**Source extract**:
------------------------------------------------------------------------
Carlos G. Duque (born June 13, 1973 in Cali, Colombia) is an actively competing International Federation of Bodybuilding and Fitness professional bodybuilder.

Background 
Carlos was born in Cali, Colombia, and moved to the United States  when he was 19 years old. He currently resides in Atlanta, Georgia. Carlos is currently competing in the IFBB's Men's Physique Bodybuilding Division.

Bodybuilding career 
He entered his first bodybuilding competition, the Arnold Amateur in Columbus, OH in 2012.

Notable amateur regionals and nationals include the National Physique Committee East Coast Championships (2014), NPC Teen Collegiate & Masters National Championships (2015, 2017, 2018, 2019), NPC Coastal USA (2015), NPC Eastern Seaboard Classic (2016),  NPC Charlotte Cup (2016),  NPC Junior Nationals Bodybuilding, Fitness & Figure Championships (2016), and the Olympia Amateur (2017).
------------------------------------------------------------------------
**Recorded information**:
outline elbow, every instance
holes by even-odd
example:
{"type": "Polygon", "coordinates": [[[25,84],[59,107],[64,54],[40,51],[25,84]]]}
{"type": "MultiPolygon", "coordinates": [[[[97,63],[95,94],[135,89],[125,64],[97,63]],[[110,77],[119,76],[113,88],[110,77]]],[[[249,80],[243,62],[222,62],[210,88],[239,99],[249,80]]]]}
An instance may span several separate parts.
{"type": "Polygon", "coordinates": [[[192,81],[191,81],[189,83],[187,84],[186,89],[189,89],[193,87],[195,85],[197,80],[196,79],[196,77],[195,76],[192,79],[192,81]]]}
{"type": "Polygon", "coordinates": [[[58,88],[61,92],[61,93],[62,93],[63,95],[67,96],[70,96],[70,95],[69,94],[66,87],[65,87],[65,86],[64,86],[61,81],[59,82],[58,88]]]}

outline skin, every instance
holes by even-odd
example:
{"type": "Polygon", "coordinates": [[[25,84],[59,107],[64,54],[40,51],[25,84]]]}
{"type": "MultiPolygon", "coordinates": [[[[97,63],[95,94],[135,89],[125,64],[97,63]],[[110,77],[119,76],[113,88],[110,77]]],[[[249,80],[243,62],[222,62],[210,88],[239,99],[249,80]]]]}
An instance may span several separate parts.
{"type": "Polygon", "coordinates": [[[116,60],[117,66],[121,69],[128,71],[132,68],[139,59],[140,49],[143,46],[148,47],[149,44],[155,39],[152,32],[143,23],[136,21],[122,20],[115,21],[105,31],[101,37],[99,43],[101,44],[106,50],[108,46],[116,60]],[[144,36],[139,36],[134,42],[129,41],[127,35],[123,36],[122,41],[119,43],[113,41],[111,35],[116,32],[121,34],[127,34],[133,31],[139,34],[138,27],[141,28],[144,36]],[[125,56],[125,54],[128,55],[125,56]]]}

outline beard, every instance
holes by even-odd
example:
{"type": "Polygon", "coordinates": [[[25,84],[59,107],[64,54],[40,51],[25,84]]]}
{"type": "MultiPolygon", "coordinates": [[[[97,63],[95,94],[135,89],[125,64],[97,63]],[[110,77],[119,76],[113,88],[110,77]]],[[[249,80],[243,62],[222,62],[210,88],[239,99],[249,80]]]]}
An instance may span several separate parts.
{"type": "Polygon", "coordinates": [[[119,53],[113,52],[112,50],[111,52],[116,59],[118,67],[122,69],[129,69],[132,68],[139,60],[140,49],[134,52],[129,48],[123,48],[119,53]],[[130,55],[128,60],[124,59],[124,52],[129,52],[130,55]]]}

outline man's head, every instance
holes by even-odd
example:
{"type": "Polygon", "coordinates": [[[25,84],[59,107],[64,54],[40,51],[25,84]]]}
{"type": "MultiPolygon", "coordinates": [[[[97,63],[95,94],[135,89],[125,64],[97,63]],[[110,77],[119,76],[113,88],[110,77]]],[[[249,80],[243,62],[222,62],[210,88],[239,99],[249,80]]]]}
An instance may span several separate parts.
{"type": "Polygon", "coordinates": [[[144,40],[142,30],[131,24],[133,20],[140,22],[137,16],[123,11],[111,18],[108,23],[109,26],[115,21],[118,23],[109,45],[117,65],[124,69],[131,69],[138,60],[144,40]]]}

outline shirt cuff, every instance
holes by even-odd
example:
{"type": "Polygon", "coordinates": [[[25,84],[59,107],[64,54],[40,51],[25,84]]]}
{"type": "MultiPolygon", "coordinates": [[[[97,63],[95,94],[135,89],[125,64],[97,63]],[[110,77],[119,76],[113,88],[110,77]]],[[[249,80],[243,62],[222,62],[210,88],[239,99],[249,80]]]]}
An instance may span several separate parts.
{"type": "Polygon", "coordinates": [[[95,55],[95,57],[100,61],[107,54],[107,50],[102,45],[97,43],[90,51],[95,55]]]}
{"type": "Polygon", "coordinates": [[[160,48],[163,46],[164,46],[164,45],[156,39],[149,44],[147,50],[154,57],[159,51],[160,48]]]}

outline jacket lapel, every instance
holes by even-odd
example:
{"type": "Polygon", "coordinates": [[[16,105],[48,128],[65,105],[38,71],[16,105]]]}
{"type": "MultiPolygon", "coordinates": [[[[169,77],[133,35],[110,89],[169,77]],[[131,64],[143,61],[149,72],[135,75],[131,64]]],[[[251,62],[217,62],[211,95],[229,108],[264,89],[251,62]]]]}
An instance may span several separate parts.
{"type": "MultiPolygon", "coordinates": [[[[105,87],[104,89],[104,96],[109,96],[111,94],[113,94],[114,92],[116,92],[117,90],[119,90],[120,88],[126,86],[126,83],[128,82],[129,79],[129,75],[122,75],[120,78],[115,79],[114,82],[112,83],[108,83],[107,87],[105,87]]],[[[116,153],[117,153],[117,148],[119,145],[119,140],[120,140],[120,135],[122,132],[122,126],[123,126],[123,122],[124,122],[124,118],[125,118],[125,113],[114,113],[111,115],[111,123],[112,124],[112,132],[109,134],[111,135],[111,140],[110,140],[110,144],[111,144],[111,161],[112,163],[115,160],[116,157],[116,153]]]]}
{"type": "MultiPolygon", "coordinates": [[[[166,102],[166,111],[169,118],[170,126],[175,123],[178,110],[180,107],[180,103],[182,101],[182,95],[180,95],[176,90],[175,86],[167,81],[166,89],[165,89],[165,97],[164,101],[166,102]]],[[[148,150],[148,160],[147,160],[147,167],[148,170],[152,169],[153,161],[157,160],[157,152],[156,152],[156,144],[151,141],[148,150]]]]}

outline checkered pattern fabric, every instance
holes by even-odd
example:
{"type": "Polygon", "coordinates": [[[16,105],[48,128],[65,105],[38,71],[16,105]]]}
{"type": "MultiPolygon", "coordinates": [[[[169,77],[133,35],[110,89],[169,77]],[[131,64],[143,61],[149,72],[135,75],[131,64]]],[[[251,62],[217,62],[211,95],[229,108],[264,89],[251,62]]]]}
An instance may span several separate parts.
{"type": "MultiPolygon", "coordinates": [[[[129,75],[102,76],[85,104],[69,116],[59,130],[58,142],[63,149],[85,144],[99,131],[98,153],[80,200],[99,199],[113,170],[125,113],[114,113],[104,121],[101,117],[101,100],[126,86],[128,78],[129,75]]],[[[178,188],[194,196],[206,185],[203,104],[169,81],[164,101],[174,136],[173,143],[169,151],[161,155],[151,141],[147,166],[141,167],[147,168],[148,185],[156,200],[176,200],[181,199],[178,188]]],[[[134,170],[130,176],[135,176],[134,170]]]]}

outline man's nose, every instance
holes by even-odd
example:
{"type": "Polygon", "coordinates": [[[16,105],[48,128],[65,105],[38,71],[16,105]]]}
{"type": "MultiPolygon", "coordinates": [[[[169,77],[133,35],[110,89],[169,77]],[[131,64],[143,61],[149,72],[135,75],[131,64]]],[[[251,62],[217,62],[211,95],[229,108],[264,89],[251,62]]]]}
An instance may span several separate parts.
------------------------------------------------------------------------
**Task objective**: According to the bodybuilder profile, how old was Carlos Duque when he moved to the United States? These rows have no connection to the bodybuilder profile.

**Answer to this problem**: He was 19 years old.